Exercise details: Here the job is to transcribe the data exactly while omitting the images.

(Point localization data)
▬▬▬▬▬▬▬▬▬▬

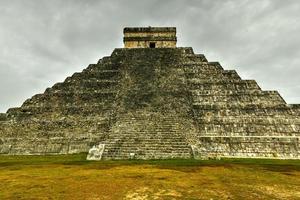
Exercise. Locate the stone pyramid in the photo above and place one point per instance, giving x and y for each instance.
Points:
(153, 100)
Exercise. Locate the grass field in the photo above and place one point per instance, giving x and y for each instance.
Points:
(72, 177)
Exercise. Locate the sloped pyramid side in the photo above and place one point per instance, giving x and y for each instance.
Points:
(154, 103)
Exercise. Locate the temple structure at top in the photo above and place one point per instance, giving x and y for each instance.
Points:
(150, 37)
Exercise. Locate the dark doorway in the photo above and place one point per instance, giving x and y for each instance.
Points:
(152, 44)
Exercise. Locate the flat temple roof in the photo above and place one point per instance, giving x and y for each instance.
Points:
(149, 29)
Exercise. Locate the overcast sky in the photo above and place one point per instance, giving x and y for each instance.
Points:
(42, 41)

▬▬▬▬▬▬▬▬▬▬

Exercise output:
Exercise. Locate the stone pyramid in the photo above and place one point per instance, giving x and y for each instance.
Points:
(153, 100)
Exercise. Locate the grass field in the photo above and place one point per instance, giving x and y for each instance.
Points:
(72, 177)
Exercise. Locate the sloped pyramid side in the photo above and place one point per instance, giving x and y for each instance.
Points:
(154, 103)
Exercise. Locate the temple structure at top in the photo above and place one point per instance, giving x and y for each instance.
Points:
(150, 37)
Exercise. Locate the dark doorway in the photo above and place one point per instance, giving x and y for each instance.
Points:
(152, 44)
Exercise. Locate the flat temple roof in the photo above and place one point per instance, giving x and y for each instance.
Points:
(149, 29)
Exercise. Locate the overcast sky in the photo above and place one point per instance, giving x and y for each instance.
Points:
(42, 41)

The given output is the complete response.